# Exercise task A
In the forum thread about pcap files, put this sentence into Spanish: "From what I understand, you can open a pcap file and WireShark can actually play the audio of one of the calls."
# Exercise task B
Carry on the forum thread about sorting VoIP packets from pcap files, picking up right after its last sentence.

# START OF Text provided

Re: dumping hashes to pcap files
by Marshall (Canon) on Dec 19, 2011 at 13:21 UTC
    in particular I am opening a voip pcap file. And then aim is to dump all SIP, SDP and RTP packets that are from the same call into one file

    This is a question rather than an answer... Out of curiosity, what are you trying to do that some freeware app like WireShark cannot do? From what I understand, you can open a pcap file and WireShark can actually play the audio of one of the calls. Just curious. Maybe controlling what Wireshark can already do might be a ticket?

      No problem!

      I want to have the option of being able to choose databases to store data in, or even perhaps prepare for a situation where I have to scale out to multiple servers. all distant goals, but at the end of the day using the pcap library (which is also what wireshark uses itself) directly gives you a bit more flexibility!

      it's worth noting, that the library was built to be used by C. I'm using it via perl, which is where some limitation are becoming apparent, i think..

        Oh, I see. Thanks for the explanation.

        I guess I'm going to be quite naive here, but it sounds like you have what I would call a "traffic cop" application. You open a pcap file and read a packet, then decide where it should go, direct that traffic there. Get next packet, etc.

        I'm not quite understanding why there is a need to store any significant amount of data at all - I mean why it's not possible to just decide on-the-fly where the packet should go rather than having to save them for processing later?

# END OF Text provided
# START OF Data

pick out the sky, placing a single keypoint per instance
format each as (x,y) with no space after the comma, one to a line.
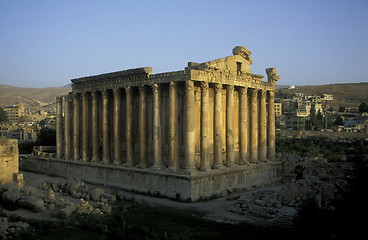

# END OF Data

# Expected answer A
Según lo que entiendo, puedes abrir un archivo pcap y WireShark de hecho puede reproducir el audio de una de las llamadas.

# Expected answer B
        Sounds like these SIP packets determine when a call starts and when a call ends and that you can assign some kind of callid to that unique call. Further that the "inbetween packets" can also be easily id'ed as belonging to a particular call.

        I don't know how many calls are in one pcap file. But it could be that you can just have filehandles open to all of them - Depends upon OS filehandle limits. Open a new file when you see a new call starting.

        You could use a hash to map call-ids to file handles. Something like this:

        #!/usr/bin/perl -w use strict; my %filehandles; foreach ('call1','call2') { open my $fh, '>>', $_ or die "can't open $_ for append $!"; $filehandles{$_}=$fh; } # use call_id in the print to select the right filehandle to # write to my $call_id = "call1"; print {$filehandles{$call_id}} "to file1\n"; $call_id = "call2"; print {$filehandles{$call_id}} "to file2\n";
        Just trying to be helpful.